==== Records

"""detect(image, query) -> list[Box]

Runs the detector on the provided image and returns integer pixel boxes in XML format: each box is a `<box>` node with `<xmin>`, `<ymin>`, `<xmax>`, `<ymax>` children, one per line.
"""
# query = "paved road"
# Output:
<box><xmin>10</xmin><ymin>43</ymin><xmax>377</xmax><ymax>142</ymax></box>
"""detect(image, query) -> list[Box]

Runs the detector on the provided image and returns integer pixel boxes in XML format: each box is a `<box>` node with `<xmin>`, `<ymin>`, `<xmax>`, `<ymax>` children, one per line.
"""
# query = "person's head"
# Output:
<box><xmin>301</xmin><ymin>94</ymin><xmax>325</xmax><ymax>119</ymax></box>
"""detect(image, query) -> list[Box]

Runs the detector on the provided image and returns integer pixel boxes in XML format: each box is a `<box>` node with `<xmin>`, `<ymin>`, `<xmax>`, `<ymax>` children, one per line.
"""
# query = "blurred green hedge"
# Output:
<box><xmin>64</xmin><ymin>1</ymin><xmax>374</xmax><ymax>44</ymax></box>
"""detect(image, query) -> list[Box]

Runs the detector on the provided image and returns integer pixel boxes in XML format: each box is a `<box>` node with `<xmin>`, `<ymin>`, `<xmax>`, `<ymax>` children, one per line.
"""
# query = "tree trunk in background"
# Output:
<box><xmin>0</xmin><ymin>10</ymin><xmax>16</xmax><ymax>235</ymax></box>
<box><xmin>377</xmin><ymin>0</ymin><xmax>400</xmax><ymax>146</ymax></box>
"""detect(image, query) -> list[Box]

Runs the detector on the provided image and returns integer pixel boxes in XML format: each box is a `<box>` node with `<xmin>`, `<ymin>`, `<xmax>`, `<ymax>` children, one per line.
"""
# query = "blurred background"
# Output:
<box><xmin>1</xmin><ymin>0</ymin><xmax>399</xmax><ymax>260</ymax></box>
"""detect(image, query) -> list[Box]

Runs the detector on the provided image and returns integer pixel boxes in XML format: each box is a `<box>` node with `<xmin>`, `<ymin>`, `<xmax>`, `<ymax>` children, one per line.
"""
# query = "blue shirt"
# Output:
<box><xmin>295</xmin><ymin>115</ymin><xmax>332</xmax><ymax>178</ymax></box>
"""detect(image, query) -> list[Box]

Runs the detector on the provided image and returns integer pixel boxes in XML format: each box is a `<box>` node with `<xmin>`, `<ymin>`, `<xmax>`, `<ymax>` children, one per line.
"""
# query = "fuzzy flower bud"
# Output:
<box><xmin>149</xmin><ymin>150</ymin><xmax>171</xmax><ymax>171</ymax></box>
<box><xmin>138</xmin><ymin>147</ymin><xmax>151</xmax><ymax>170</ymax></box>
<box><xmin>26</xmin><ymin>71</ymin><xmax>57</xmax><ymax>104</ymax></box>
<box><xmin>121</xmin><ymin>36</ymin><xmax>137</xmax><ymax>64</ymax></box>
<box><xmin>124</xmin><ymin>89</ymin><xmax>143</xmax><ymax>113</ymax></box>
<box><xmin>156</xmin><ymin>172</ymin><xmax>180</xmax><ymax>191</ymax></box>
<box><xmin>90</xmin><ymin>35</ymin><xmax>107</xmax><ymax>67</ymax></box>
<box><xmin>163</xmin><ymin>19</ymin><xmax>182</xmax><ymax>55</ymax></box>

========
==== Records

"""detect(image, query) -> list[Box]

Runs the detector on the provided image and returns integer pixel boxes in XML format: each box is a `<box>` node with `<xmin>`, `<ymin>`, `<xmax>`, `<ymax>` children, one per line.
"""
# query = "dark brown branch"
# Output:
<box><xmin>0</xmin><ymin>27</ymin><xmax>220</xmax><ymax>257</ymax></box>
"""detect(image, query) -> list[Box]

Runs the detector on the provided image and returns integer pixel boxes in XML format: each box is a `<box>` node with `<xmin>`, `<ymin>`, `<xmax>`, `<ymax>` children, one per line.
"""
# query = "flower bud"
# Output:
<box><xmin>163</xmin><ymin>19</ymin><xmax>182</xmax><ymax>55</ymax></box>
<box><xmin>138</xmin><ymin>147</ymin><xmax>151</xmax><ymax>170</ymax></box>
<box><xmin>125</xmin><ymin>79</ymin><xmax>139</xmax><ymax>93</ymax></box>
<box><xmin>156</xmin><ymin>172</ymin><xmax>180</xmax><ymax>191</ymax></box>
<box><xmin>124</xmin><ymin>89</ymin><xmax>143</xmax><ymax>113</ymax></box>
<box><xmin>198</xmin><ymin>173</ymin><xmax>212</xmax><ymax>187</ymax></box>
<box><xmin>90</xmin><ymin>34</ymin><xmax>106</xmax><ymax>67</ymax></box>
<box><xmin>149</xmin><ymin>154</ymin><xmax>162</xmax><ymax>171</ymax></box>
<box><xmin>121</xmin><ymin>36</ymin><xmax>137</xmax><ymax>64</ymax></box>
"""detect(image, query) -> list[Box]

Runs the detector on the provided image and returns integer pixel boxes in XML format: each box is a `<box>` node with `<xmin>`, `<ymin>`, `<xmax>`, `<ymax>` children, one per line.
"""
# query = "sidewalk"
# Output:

========
==== Records

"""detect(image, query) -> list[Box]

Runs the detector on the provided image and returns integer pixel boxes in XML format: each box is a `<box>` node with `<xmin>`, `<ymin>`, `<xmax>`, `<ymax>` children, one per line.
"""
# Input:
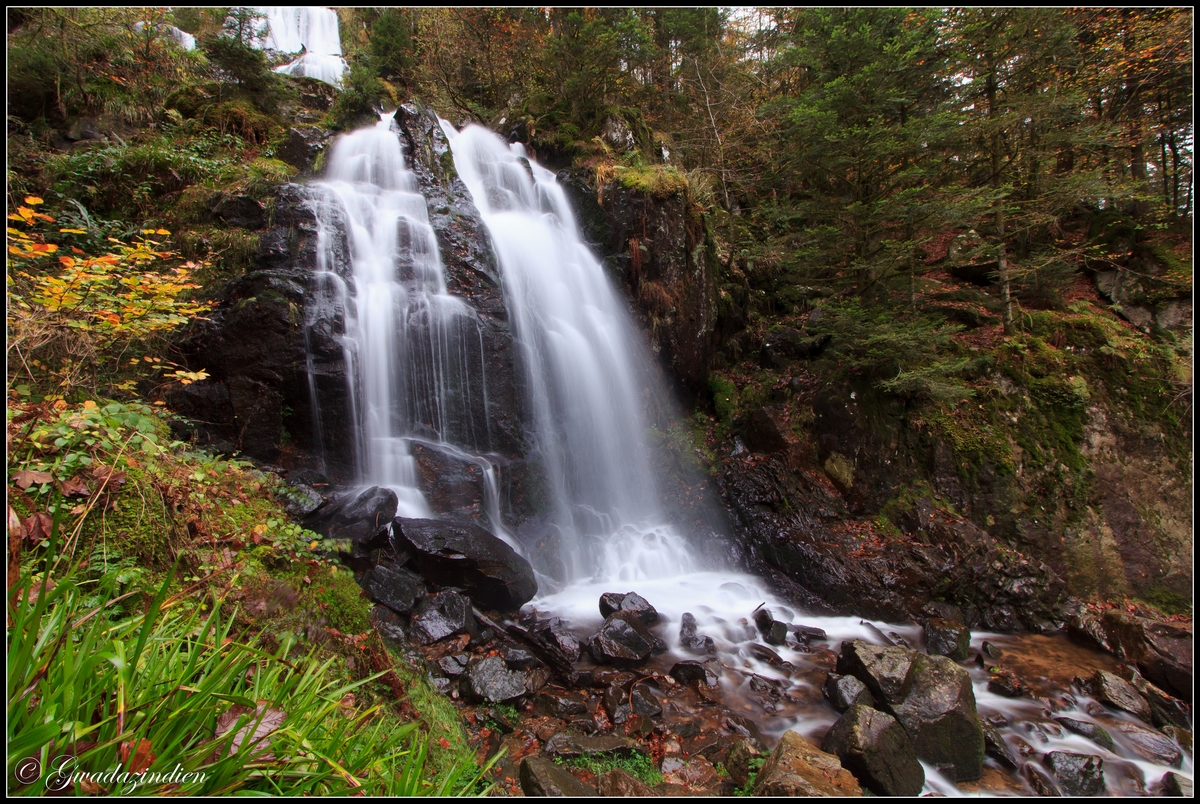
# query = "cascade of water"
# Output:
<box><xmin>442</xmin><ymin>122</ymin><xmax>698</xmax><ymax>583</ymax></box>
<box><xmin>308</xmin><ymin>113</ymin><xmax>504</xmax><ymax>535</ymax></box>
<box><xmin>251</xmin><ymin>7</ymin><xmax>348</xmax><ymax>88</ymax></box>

========

Your task: Search the data for the string "blurred" and copy each line where it appears.

Finished task:
# query = "blurred green hedge"
# query = "blurred background"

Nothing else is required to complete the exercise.